## BEGIN

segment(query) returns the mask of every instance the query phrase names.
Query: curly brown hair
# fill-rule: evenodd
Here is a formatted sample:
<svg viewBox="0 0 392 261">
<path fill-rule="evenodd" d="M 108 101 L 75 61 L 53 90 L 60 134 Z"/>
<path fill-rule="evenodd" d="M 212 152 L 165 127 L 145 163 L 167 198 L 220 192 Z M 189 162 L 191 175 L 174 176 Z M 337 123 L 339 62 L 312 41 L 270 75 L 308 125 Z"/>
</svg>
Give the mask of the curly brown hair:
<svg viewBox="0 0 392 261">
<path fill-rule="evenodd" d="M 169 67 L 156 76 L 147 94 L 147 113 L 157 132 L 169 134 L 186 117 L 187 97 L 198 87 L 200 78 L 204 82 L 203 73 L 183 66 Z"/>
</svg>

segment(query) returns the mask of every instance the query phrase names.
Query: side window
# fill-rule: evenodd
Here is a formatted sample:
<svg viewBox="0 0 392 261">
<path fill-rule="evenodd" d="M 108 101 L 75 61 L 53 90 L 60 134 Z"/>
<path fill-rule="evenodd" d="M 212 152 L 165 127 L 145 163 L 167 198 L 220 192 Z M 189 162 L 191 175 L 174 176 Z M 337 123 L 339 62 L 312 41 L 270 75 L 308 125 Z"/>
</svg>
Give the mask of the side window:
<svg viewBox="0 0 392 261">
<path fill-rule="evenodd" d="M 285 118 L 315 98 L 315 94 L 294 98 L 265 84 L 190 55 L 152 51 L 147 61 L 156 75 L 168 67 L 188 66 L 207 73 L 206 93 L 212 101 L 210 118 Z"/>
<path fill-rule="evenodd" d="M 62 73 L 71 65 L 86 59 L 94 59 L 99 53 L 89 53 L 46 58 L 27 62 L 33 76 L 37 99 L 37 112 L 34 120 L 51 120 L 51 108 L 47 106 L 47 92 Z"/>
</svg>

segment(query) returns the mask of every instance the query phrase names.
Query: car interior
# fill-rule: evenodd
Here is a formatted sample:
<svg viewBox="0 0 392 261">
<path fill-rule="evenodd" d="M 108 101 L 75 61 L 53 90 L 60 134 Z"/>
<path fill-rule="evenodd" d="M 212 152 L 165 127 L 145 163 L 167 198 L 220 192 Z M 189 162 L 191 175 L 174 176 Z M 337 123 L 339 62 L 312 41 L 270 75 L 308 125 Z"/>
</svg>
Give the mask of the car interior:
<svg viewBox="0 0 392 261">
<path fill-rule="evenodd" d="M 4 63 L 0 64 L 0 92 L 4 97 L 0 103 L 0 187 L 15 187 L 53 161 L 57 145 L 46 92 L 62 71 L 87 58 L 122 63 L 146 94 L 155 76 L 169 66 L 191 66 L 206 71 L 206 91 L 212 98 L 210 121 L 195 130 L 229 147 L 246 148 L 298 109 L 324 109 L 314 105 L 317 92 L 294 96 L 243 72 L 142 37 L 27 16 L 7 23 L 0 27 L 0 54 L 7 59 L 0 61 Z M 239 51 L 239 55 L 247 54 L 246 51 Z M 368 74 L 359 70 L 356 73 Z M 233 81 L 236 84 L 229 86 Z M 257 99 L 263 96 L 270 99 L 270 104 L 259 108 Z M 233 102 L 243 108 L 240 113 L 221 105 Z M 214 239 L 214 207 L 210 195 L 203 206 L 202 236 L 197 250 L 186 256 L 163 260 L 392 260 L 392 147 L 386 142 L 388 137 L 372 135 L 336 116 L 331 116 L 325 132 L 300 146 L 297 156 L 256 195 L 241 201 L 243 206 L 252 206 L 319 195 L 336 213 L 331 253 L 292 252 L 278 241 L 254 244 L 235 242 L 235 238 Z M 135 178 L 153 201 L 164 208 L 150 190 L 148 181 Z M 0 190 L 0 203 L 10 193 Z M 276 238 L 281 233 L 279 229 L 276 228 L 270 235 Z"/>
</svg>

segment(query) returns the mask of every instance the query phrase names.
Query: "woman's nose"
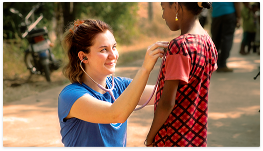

## END

Job » Identify each line of the records above that contains the string "hair", matching case exactly, and copy those lines.

Correct result »
Query: curly brown hair
Give the mask of the curly brown hair:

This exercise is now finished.